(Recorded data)
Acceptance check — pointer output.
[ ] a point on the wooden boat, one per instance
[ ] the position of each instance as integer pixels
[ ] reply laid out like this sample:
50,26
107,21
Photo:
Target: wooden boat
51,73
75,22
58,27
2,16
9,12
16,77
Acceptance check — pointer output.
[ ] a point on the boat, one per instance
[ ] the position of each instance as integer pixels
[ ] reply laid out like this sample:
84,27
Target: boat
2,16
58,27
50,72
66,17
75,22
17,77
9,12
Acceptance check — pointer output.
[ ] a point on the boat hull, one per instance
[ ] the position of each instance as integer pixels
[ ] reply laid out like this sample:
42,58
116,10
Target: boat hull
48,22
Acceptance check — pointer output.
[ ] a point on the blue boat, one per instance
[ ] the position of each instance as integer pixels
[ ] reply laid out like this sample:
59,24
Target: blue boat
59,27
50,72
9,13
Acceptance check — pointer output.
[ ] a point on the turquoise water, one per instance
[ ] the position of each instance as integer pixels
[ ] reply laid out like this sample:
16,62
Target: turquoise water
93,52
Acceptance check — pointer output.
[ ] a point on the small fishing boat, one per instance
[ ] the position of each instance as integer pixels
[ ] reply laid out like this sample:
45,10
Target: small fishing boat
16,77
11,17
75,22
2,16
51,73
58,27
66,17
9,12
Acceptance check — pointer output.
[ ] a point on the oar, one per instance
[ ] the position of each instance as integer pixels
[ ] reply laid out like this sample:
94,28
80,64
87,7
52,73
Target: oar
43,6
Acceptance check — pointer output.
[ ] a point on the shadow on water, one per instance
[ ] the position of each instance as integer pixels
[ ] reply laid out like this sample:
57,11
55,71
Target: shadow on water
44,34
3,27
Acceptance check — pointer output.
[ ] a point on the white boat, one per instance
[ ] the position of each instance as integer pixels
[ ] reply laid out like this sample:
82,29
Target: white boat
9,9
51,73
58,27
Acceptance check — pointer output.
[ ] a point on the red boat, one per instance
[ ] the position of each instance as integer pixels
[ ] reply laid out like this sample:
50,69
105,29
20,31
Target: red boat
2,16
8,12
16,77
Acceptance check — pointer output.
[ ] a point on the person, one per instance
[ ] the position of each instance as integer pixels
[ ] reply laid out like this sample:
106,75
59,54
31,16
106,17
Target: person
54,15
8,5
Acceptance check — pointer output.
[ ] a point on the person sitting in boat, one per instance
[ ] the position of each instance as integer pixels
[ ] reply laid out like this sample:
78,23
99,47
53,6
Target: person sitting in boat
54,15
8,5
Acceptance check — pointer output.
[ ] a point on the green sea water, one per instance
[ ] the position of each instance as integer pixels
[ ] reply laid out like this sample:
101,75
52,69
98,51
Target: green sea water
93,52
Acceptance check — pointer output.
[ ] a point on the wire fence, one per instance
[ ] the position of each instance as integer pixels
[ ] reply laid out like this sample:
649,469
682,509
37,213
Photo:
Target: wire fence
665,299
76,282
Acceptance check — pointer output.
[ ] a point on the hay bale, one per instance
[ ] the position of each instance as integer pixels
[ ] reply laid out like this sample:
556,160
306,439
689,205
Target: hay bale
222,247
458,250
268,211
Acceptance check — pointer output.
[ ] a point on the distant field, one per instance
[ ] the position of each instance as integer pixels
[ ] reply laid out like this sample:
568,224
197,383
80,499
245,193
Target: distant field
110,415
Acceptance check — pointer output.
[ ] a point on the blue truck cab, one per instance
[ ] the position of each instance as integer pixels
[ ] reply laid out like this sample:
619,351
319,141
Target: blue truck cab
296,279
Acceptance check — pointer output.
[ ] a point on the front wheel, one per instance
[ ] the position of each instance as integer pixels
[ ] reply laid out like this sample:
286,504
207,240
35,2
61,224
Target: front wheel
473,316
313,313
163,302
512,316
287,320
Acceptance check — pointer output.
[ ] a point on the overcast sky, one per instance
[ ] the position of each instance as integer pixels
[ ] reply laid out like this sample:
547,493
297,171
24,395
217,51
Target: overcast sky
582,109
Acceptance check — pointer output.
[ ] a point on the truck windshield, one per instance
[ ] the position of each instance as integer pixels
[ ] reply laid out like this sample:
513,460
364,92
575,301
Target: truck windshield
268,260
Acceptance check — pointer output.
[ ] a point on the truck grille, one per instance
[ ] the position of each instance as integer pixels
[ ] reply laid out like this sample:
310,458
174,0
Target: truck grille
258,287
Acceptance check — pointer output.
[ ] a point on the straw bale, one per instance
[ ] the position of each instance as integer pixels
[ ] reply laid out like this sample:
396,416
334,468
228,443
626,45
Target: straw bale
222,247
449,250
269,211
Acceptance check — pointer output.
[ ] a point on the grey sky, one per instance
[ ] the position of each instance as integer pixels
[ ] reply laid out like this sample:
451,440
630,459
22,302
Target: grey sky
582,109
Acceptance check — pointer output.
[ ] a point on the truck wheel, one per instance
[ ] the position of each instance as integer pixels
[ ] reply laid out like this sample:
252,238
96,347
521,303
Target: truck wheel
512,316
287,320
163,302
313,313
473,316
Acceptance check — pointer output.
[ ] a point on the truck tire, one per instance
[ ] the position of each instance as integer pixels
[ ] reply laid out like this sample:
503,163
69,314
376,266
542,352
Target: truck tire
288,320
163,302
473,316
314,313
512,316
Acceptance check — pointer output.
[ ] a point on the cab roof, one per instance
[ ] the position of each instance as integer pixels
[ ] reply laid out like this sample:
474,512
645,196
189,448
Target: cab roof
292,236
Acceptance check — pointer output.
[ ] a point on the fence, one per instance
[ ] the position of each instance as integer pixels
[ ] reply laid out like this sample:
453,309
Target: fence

**Description of the task:**
Write down all the entries again without a single difference.

**Task response:**
Acceptance check — pointer output.
[ ] a point on the wooden boat, one per instance
[ ] the position of each instance as integer pixels
[ ] reply laid out like this sample:
50,26
107,21
Photo:
Target: wooden boat
51,73
75,22
58,27
2,16
9,12
16,77
Acceptance check — pointer output.
[ ] a point on the boat, one per instance
[ ] the position of each instance as integer pixels
[ ] reply laid out like this sample:
84,27
Target: boat
2,16
58,27
50,72
66,17
75,22
17,77
9,12
Acceptance check — pointer output.
[ ] a point on the boat hull, one per instance
[ ] the position of each instance as integer pixels
[ ] reply laid out like this sample:
42,58
116,10
Target: boat hull
48,22
Acceptance check — pointer output.
[ ] a point on the blue boat, one per instance
[ ] the position of each instance as integer pixels
[ ] reply laid out like this sample:
59,24
Target: blue boat
59,27
50,72
9,13
Acceptance check — pointer output.
[ ] a point on the turquoise water, one per instance
[ ] the position of each instance as integer pixels
[ ] reply laid out like this sample:
16,62
Target: turquoise water
93,52
Acceptance check — pointer output.
[ ] a point on the small fishing boat, one per instance
[ ] the position of each instance as integer pixels
[ ] reply laid out like this sample:
45,10
Target: small fishing boat
16,77
11,17
75,22
2,16
51,73
58,27
66,17
9,12
Acceptance check — pointer output.
[ ] a point on the oar, one per instance
[ ] the position of each instance as integer pixels
[ ] reply laid out like this sample:
94,28
80,64
87,7
52,73
Target: oar
43,6
Acceptance check — pointer output.
[ ] a point on the shadow on water, one per instance
[ ] the position of each instance as integer pixels
[ ] reply laid out like this sample:
57,11
55,71
Target: shadow on water
44,34
3,27
Acceptance check — pointer output.
[ ] a point on the white boat, one per instance
[ ] the position of each instance as integer pixels
[ ] reply laid out like this sample:
82,29
Target: white boat
9,9
51,73
58,27
Acceptance check — pointer output.
[ ] a point on the red boat, one per instance
[ ] the position of each instance as integer pixels
[ ] reply laid out like this sample:
50,69
105,29
20,31
Target: red boat
2,16
8,12
16,77
Acceptance check — pointer output.
[ ] a point on the person, one per instance
[ ] the position of each instance as integer pixels
[ ] reply laid out like this sample:
106,75
59,54
31,16
106,17
Target: person
54,15
8,5
Acceptance check — pointer output.
[ ] a point on the person sitting in boat, one per instance
[ ] the position of each instance as integer pixels
[ ] reply laid out like this sample:
78,23
99,47
53,6
Target: person sitting in boat
54,15
8,5
Acceptance check — pointer output.
[ ] a point on the green sea water, one per instance
[ ] the position of each instance as integer pixels
[ ] reply laid out like this sample:
101,75
52,69
98,51
Target: green sea water
93,52
Acceptance check — pointer output.
[ ] a point on the wire fence, one per instance
[ ] the position of each instance as integer pixels
[ ] reply laid out like this sample:
649,469
682,509
37,213
Photo:
Target: wire fence
665,299
76,282
Acceptance check — pointer output.
[ ] a point on the hay bale, one per instance
[ ] the position of each instance as integer pixels
[ ] reply laid out like this sample:
556,160
306,439
689,205
Target: hay bale
222,247
458,250
268,211
Acceptance check — pointer output.
[ ] a point on the distant field, one per instance
[ ] the position of each instance as integer pixels
[ ] reply laid out like this sample:
568,224
197,383
80,499
245,193
Target: distant field
110,415
Acceptance check — pointer output.
[ ] a point on the blue truck cab, one per instance
[ ] the position of each instance as integer pixels
[ ] reply laid out like this sample:
619,351
319,141
Target: blue truck cab
296,279
Acceptance check — pointer output.
[ ] a point on the front wheel, one per instance
[ ] the position of each instance as integer pixels
[ ] reply laid out like this sample:
286,504
207,240
35,2
61,224
Target: front wheel
473,316
313,313
163,302
512,316
287,320
Acceptance check — pointer output.
[ ] a point on the overcast sky, one per instance
[ ] the position of each instance as integer pixels
[ ] reply laid out like this sample:
547,493
297,171
24,395
217,51
Target: overcast sky
582,109
Acceptance check — pointer output.
[ ] a point on the truck windshield, one per instance
[ ] the position of each instance as integer pixels
[ ] reply laid out like this sample:
513,460
364,92
575,301
Target: truck windshield
268,260
Acceptance check — pointer output.
[ ] a point on the truck grille, one per instance
[ ] the position of each instance as integer pixels
[ ] reply laid out like this sample:
310,458
174,0
Target: truck grille
258,287
Acceptance check — pointer output.
[ ] a point on the straw bale, one per instance
[ ] the position of each instance as integer pixels
[ ] reply laid out like this sample:
396,416
334,468
228,443
626,45
Target: straw bale
222,247
449,250
269,211
Acceptance check — pointer output.
[ ] a point on the grey sky, one per instance
[ ] the position of each instance as integer pixels
[ ] reply laid out like this sample:
451,440
630,459
22,302
Target: grey sky
582,109
Acceptance check — pointer output.
[ ] a point on the truck wheel, one per instance
[ ] the position of each instance as integer pixels
[ ] reply laid out like this sample:
252,238
96,347
521,303
Target: truck wheel
512,316
287,320
163,302
313,313
473,316
Acceptance check — pointer output.
[ ] a point on the truck tire, one per instance
[ ] the position of each instance as integer pixels
[ ] reply laid out like this sample:
503,163
69,314
376,266
542,352
Target: truck tire
288,320
163,302
473,316
314,313
512,316
Acceptance check — pointer output.
[ ] a point on the cab roof, one per instance
[ ] the position of each instance as integer pixels
[ ] reply laid out like this sample:
474,512
645,196
189,448
Target: cab roof
292,236
Acceptance check — pointer output.
[ ] a point on the fence, one per instance
[ ] the position of each instance as integer pixels
[ ] reply laid out like this sample:
453,309
Target: fence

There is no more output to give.